STORED RECORDS ->
┌──

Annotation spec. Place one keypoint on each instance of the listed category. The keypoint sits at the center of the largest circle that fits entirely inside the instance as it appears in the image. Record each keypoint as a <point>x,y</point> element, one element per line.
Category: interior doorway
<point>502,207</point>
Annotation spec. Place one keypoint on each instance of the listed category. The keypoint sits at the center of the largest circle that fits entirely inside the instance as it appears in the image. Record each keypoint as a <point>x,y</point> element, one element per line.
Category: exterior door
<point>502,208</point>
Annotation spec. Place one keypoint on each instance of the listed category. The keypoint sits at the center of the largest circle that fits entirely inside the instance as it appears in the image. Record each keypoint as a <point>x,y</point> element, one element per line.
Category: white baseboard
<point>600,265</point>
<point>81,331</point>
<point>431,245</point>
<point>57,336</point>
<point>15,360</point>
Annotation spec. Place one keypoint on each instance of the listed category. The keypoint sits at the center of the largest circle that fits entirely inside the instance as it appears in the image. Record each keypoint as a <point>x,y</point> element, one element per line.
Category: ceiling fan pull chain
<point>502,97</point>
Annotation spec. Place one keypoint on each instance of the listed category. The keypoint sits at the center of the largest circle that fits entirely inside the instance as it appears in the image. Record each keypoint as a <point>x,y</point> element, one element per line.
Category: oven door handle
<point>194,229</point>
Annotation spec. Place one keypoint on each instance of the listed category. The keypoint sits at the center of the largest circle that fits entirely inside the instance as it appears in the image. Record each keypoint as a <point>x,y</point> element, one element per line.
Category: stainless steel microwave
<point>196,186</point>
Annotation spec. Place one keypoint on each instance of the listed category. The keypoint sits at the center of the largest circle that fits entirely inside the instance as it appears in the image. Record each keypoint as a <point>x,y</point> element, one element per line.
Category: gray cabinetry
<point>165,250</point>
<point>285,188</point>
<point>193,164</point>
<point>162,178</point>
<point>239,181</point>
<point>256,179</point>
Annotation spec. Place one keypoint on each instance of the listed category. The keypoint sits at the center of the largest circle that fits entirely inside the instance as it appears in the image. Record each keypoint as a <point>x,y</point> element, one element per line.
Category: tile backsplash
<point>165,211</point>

└──

Starting at the first of the entries above and ending after the line that contains "<point>196,186</point>", give those entries as a two-column CSV with the columns instruction and keypoints and one row per entry. Put each entry's text and its answer in one quoted field apiece, and turn any line breaks into spaces.

WRITTEN ANSWER ->
instruction,keypoints
"Annotation spec. Place one keypoint on each instance of the listed category. The keypoint sits at the center of the largest circle that fits entirely inside the instance as it appears in the image. Record each keypoint as a <point>x,y</point> element, one element per line. Category: interior doorway","<point>502,207</point>"
"Annotation spec. Place one keypoint on each instance of the listed category. The keypoint sits at the center of the largest circle that fits entirely inside the instance as it appears in the image. Record each keypoint as a <point>x,y</point> element, one element per line. Category: exterior door","<point>502,208</point>"
"Annotation spec. Place one keypoint on each instance of the listed category. The keypoint sits at the center of the largest circle that fits entirely inside the instance as it appears in the image. Record each keypoint as a <point>x,y</point> element, one element per line. Category: white baseboard","<point>600,265</point> <point>81,331</point> <point>431,245</point> <point>57,336</point> <point>15,360</point>"
"Annotation spec. Place one keypoint on each instance of the listed category. The keypoint sits at the center of the largest circle that fits entirely inside the instance as it appears in the image. Record each keypoint as a <point>x,y</point> element, one element per line. Category: ceiling fan pull chain","<point>502,97</point>"
"Annotation spec. Place one keypoint on each instance of the listed category. The keypoint sits at the center of the largest circle that fits entirely inside the instance as it appears in the image. Record each keypoint as a <point>x,y</point> element, one element per line. Category: oven door handle","<point>194,229</point>"
"Annotation spec. Place one keypoint on each instance of the listed category. The keypoint sits at the center of the largest circle that fits entirely inside the instance as it appears in the image. Record each keypoint as a <point>x,y</point> element, one element per line. Category: stainless steel microwave","<point>196,186</point>"